====== GIVEN PASSAGE ======

Senators Challenge Social Cost of Carbon Increase, Say Cost Inflated to Advance Regulatory Agenda

Senators Challenge Social Cost of Carbon Increase, Say Cost Inflated to Advance Regulatory Agenda

The following press release was published by the Senate Committee on Environment and Public Work on June 19, 2013. It is reproduced in full below.

U.S. Sen. David Vitter (R-La.), top Republican on the Environment and Public Works Committee, along with U.S. Sens. Roy Blunt (R-Mo.), Jeff Sessions (R-Ala.), John Barrasso (R-Wyo.), James Inhofe (R-Okla.), Roger Wicker (R-Miss.), and John Boozman (R-Ark.) sent a letter to the U.S. Environmental Protection Agency (EPA), Department of Energy (DOE), and the Office of Management and Budget (OMB), challenging the recent revision of the Administration's estimate for the social cost of carbon (SCC), which are used in developing costly regulations.

======

LIST OF TASKS:
**A)** According to the press release, which three bodies received the senators' letter?
**B)** Explain why, according to the press release, the senators object to the increased social cost of carbon estimate.
**C)** Write a continuation of the press release on the senators' challenge to the social cost of carbon, starting after its last sentence.

====== SUPPLIED RECORDS ======

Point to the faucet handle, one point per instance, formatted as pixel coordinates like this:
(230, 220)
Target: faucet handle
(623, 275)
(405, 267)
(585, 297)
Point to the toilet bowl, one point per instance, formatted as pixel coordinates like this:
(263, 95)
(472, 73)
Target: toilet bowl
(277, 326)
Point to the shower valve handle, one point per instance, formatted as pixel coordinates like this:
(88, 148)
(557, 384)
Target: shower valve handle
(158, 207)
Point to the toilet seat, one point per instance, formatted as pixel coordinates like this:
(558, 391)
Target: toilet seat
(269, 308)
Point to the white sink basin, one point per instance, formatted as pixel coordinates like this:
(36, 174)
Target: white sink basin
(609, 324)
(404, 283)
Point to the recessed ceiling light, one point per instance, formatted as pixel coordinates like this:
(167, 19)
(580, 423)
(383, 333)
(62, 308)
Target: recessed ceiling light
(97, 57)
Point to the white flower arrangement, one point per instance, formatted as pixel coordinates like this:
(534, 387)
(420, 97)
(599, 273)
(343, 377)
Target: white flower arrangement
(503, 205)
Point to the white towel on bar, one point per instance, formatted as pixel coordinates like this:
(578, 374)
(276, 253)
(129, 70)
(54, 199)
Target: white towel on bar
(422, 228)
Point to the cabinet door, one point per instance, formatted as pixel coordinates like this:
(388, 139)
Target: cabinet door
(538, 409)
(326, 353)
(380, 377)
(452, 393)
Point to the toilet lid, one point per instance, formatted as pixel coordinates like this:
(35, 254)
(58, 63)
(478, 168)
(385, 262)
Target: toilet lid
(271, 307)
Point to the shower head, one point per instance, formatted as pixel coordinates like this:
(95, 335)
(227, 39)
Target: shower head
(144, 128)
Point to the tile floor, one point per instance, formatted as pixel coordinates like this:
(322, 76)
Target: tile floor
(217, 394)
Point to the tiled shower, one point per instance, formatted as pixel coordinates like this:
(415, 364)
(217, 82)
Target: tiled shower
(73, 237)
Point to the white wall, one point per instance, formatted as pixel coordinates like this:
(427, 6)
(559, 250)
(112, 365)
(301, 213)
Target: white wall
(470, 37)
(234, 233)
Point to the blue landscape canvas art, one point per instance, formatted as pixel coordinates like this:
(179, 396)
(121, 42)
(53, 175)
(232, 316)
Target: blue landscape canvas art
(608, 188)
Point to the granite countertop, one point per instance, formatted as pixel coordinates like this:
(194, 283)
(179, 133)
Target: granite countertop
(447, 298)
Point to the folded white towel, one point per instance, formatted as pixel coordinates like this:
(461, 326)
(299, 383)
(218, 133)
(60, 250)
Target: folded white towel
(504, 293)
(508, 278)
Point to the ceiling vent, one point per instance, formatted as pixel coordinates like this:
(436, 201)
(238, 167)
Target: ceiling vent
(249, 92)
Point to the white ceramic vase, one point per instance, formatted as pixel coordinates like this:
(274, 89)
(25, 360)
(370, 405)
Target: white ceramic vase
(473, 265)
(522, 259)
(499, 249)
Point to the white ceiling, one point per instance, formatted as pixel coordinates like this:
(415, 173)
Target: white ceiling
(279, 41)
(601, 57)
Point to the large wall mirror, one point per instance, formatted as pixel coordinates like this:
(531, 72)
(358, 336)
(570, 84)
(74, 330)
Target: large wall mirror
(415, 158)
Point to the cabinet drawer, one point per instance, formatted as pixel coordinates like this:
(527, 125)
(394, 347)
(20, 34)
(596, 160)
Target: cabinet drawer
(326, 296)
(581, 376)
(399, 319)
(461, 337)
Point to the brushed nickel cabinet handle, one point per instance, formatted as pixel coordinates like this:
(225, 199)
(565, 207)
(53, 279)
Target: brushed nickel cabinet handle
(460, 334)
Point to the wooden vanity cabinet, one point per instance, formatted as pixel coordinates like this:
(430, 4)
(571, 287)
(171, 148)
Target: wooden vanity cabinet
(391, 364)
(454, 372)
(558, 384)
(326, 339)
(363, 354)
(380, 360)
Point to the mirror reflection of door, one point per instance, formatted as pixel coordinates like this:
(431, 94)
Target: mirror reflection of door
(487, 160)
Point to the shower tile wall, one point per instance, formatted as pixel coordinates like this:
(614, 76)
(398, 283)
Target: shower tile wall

======

EXERCISE RESULTS:
**A)** The U.S. Environmental Protection Agency (EPA), the Department of Energy (DOE), and the Office of Management and Budget (OMB).

**B)** The senators say the cost was inflated to advance a regulatory agenda. They are concerned because the estimates are used in developing costly regulations.

**C)**
The Senators wrote, "As you are aware, the SCC estimate is crucial to the Administration's environmental agenda because the higher the number, the more benefits can be attributed to costly environmental regulations and standards. We are troubled by reports on the updated estimate that there's a significant change to an already highly controversial estimate. This requires transparency, open debate, and an adherence to well-understood and previously agreed-upon rules."

The SCC is used as an estimate of the economic costs of carbon dioxide emissions, and EPA and other federal agencies use it when estimating the benefits of rulemaking. The updated SCC estimate ranges from a 34 percent to 120 percent increase in the cost per ton of carbon dioxide emitted. Reports note that the working group, comprised of 12 agencies, released estimates that deviate from OMB's existing guidance and the process was not open to public comment. In the letter, the Senators ask for clarity on the process for reaching their estimates.

Recently the Administration used the revised SCC estimate in the cost benefit analysis of a new energy efficiency standard for microwave ovens, which potentially could make the household appliance less efficient and more expensive. The increased estimate could make it easier for agencies to assign higher benefits to regulations addressing greenhouse gas emissions, leading to jobs being displaced overseas, as places like China and India continually become more attractive for manufacturing. This could also affect the Administration's approval of the Keystone pipeline, as well as regulation of coal fired power plants.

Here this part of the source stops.